» Extract provided

......

Establishing Rigorous and Cost-effective Clinical Trials for Artificial Intelligence Models

Wanling Gao,Yunyou Huang,Dandan Cui,Zhuoming Yu,Wenjing Liu,Xiaoshuang Liang,Jiahui Zhao,Jiyue Xie,Hao Li,Li Ma,Ning Ye,Yumiao Kang,Dingfeng Luo,Peng Pan,Wei Huang,Zhongmou Liu,Jizhong Hu,Gangyuan Zhao,Chongrong Jiang,Fan Huang,Tianyi Wei,Suqin Tang,Bingjie Xia,Zhifei Zhang,Jianfeng Zhan

from arxiv, 23 pages

A profound gap persists between artificial intelligence (AI) and clinical practice in medicine, primarily due to the lack of rigorous and cost-effective evaluation methodologies. State-of-the-art and state-of-the-practice AI model evaluations are limited to laboratory studies on medical datasets or direct clinical trials with no or solely patient-centered controls. Moreover, the crucial role of clinicians in collaborating with AI, pivotal for determining its impact on clinical practice, is often overlooked. For the first time, we emphasize the critical necessity for rigorous and cost-effective evaluation methodologies for AI models in clinical practice, featuring patient/clinician-centered (dual-centered) AI randomized controlled trials (DC-AI RCTs) and virtual clinician-based in-silico trials (VC-MedAI) as an effective proxy for DC-AI RCTs. Leveraging 7500 diagnosis records from two-phase inaugural DC-AI RCTs across 14 medical centers with 125 clinicians, our results demonstrate the necessity of DC-AI RCTs and the effectiveness of VC-MedAI. Notably, VC-MedAI performs comparably to human clinicians, replicating insights and conclusions from prospective DC-AI RCTs. We envision DC-AI RCTs and VC-MedAI as pivotal advancements, presenting innovative and transformative evaluation methodologies for AI models in clinical practice, offering a preclinical-like setting mirroring conventional medicine, and reshaping development paradigms in a cost-effective and fast-iterative manner. Chinese Clinical Trial Registration: ChiCTR2400086816.

......

» Data listing
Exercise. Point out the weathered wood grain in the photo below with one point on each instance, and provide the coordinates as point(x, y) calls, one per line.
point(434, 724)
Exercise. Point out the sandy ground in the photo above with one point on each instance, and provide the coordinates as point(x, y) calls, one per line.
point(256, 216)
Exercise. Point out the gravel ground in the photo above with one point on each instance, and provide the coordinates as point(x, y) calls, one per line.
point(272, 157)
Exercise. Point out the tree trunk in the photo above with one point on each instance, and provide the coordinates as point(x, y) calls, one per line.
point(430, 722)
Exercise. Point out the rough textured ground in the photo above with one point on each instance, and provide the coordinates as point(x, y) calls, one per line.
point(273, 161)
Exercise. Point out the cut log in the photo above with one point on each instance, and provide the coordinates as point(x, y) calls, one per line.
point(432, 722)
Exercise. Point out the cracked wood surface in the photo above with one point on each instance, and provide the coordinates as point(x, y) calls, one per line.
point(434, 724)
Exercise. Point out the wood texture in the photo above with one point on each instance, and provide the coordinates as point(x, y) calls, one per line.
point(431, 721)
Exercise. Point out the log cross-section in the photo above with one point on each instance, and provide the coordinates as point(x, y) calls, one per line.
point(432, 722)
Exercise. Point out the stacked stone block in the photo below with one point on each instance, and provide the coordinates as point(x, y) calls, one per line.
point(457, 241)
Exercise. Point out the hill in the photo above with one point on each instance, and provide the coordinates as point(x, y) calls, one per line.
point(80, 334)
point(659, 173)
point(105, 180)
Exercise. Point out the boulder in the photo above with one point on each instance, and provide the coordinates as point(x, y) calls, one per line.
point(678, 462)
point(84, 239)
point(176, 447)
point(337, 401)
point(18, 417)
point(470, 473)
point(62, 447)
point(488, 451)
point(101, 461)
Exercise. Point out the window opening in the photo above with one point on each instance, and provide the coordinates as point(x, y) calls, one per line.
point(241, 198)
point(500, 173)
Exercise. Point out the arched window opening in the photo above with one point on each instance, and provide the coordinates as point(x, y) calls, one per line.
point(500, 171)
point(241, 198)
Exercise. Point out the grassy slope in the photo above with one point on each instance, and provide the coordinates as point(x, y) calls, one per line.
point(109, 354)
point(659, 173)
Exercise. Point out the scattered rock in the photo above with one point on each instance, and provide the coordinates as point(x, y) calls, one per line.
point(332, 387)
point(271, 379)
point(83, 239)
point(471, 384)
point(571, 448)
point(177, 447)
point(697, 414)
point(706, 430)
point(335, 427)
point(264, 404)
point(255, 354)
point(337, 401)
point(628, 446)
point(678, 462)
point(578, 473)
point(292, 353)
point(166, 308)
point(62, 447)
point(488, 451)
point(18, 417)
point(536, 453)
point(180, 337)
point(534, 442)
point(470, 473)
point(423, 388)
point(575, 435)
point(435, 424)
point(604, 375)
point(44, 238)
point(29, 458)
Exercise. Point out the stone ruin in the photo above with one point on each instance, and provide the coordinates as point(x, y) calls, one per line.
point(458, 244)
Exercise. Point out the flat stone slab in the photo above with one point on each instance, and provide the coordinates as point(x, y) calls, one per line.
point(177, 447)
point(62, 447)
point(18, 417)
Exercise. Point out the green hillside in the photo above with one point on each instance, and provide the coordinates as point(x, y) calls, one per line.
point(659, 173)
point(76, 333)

......

» Work order
In the abstract about clinical trials for AI models, how many medical centers and clinicians were involved in the two-phase DC-AI RCTs?

» Result
14 medical centers and 125 clinicians.